**What to do**. Below you will find a set of lines. Repeat them all exactly.

**Stored data**.
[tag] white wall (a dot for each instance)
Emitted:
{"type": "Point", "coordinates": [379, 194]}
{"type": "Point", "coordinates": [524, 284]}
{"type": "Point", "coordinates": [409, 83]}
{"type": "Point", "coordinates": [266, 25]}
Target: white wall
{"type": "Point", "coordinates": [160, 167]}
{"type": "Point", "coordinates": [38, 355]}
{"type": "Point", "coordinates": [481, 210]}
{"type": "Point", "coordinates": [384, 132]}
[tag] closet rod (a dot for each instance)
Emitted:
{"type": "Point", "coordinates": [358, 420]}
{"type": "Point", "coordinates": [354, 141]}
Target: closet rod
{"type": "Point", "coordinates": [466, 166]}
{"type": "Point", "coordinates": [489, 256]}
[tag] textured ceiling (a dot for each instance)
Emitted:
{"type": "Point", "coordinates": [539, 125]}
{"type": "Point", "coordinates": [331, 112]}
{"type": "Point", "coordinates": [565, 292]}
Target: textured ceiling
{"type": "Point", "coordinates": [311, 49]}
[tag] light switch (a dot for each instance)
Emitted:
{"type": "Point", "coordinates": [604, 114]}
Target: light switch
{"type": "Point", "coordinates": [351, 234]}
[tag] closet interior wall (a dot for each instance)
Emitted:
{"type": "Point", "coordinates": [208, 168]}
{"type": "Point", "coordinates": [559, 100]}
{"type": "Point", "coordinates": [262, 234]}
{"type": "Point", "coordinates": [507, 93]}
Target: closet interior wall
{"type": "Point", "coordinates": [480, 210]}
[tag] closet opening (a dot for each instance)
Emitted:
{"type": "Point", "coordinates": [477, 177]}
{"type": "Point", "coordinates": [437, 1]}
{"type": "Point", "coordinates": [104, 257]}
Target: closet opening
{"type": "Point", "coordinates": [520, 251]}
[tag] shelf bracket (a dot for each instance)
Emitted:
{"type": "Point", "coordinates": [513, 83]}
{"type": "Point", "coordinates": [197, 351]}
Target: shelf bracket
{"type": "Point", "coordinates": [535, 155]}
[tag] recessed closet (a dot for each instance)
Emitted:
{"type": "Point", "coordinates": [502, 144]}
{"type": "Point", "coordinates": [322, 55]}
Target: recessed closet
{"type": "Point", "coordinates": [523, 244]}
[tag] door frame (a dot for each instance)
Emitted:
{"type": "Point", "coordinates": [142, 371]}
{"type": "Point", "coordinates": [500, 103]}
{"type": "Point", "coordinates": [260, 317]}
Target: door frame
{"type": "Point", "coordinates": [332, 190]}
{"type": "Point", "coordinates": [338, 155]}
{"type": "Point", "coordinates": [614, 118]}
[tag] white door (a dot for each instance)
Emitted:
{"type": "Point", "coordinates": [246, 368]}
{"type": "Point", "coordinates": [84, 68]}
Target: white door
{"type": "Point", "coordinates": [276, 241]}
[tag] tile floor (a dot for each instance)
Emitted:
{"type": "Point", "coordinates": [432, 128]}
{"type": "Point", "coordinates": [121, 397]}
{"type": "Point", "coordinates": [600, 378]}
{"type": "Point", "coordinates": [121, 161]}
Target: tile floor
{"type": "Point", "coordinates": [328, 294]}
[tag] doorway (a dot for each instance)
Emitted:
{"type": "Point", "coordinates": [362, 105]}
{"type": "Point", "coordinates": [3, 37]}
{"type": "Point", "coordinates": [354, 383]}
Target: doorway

**Worked solution**.
[tag] white wall (a dot for each instance)
Emitted:
{"type": "Point", "coordinates": [379, 194]}
{"type": "Point", "coordinates": [524, 284]}
{"type": "Point", "coordinates": [409, 83]}
{"type": "Point", "coordinates": [266, 25]}
Target: white wall
{"type": "Point", "coordinates": [160, 167]}
{"type": "Point", "coordinates": [38, 355]}
{"type": "Point", "coordinates": [481, 210]}
{"type": "Point", "coordinates": [384, 132]}
[tag] closet rod (a dot for each instance)
Emitted:
{"type": "Point", "coordinates": [358, 420]}
{"type": "Point", "coordinates": [354, 141]}
Target: closet rod
{"type": "Point", "coordinates": [466, 166]}
{"type": "Point", "coordinates": [489, 256]}
[tag] textured ceiling (a dot for each instance)
Emitted:
{"type": "Point", "coordinates": [539, 125]}
{"type": "Point", "coordinates": [331, 112]}
{"type": "Point", "coordinates": [565, 292]}
Target: textured ceiling
{"type": "Point", "coordinates": [311, 49]}
[tag] light switch (a dot for each instance)
Emitted:
{"type": "Point", "coordinates": [604, 114]}
Target: light switch
{"type": "Point", "coordinates": [351, 234]}
[tag] closet interior wall (a dot for each instance)
Emitted:
{"type": "Point", "coordinates": [208, 168]}
{"type": "Point", "coordinates": [559, 100]}
{"type": "Point", "coordinates": [262, 234]}
{"type": "Point", "coordinates": [507, 93]}
Target: closet interior wall
{"type": "Point", "coordinates": [480, 210]}
[tag] closet opening (a dot for each instance)
Emitted:
{"type": "Point", "coordinates": [477, 177]}
{"type": "Point", "coordinates": [437, 1]}
{"type": "Point", "coordinates": [104, 257]}
Target: closet opening
{"type": "Point", "coordinates": [520, 251]}
[tag] shelf bracket (a dot for each instance)
Emitted:
{"type": "Point", "coordinates": [513, 83]}
{"type": "Point", "coordinates": [197, 351]}
Target: shelf bracket
{"type": "Point", "coordinates": [535, 155]}
[tag] recessed closet (a dot for each instance)
Emitted:
{"type": "Point", "coordinates": [502, 144]}
{"type": "Point", "coordinates": [322, 55]}
Target: recessed closet
{"type": "Point", "coordinates": [523, 244]}
[tag] door frame (a dot for each instance)
Emitted:
{"type": "Point", "coordinates": [142, 371]}
{"type": "Point", "coordinates": [500, 103]}
{"type": "Point", "coordinates": [260, 317]}
Target: door frame
{"type": "Point", "coordinates": [332, 190]}
{"type": "Point", "coordinates": [338, 155]}
{"type": "Point", "coordinates": [614, 118]}
[tag] white door (a dot for each instance)
Emitted:
{"type": "Point", "coordinates": [246, 368]}
{"type": "Point", "coordinates": [84, 68]}
Target: white door
{"type": "Point", "coordinates": [276, 241]}
[tag] tile floor (a dot for each instance)
Emitted:
{"type": "Point", "coordinates": [432, 128]}
{"type": "Point", "coordinates": [121, 397]}
{"type": "Point", "coordinates": [600, 378]}
{"type": "Point", "coordinates": [121, 161]}
Target: tile floor
{"type": "Point", "coordinates": [328, 294]}
[tag] doorway (a dot for each instance)
Emitted:
{"type": "Point", "coordinates": [362, 105]}
{"type": "Point", "coordinates": [3, 37]}
{"type": "Point", "coordinates": [354, 383]}
Target: doorway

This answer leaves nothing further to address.